WHAT TO DO
a: Repeat the part of the passage on oil extraction starting with "Blubber (which is" and going on through "oil is obtained.".
b: Translate this sentence from the passage on oil extraction into Spanish: "These tainted liver oils are unfit for medicinal purposes, but are used in large quantities in the leather industry."

TEXT
In obtaining the best sorts of liver oils, e.g. codliver oil, the livers are taken from the fish as soon as they are caught, and are heated in steam-jacketed vessels until the cell membranes burst and the oil exudes. The oil is then separated by pressure.

Inferior qualities of oil are obtained by treating putrid livers in the same way at the end of the voyage. These tainted liver oils are unfit for medicinal purposes, but are used in large quantities in the leather industry.

Blubber (which is from 8 to 20 ins. thick) is stripped from the whale as soon after capture as possible. Generally the dead whale is made fast alongside the whaler, a deep, spiral cut is made round its body, and the blubber is stripped off and hauled aboard. This is then cut into pieces, chopped up in mincing machines and fed into melting pans and heated with steam, often under pressure. The oil gradually exudes and collects upon the water, the cell membranes, etc.—the greaves—settling to the bottom. At the conclusion of the boil, the oil is drawn off from above the aqueous (gluey) layer, and is clarified by straining through sieves or filters. The “greaves” is placed in hair or woollen bags and submitted to hydraulic pressure, by which means a further quantity of oil is obtained.

RAW DATA
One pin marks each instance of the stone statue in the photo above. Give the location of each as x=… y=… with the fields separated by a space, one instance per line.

ANSWERS BY TASK
a:
Blubber (which is from 8 to 20 ins. thick) is stripped from the whale as soon after capture as possible. Generally the dead whale is made fast alongside the whaler, a deep, spiral cut is made round its body, and the blubber is stripped off and hauled aboard. This is then cut into pieces, chopped up in mincing machines and fed into melting pans and heated with steam, often under pressure. The oil gradually exudes and collects upon the water, the cell membranes, etc.—the greaves—settling to the bottom. At the conclusion of the boil, the oil is drawn off from above the aqueous (gluey) layer, and is clarified by straining through sieves or filters. The “greaves” is placed in hair or woollen bags and submitted to hydraulic pressure, by which means a further quantity of oil is obtained.

b: Estos aceites de hígado contaminados no son aptos para fines medicinales, pero se utilizan en grandes cantidades en la industria del cuero.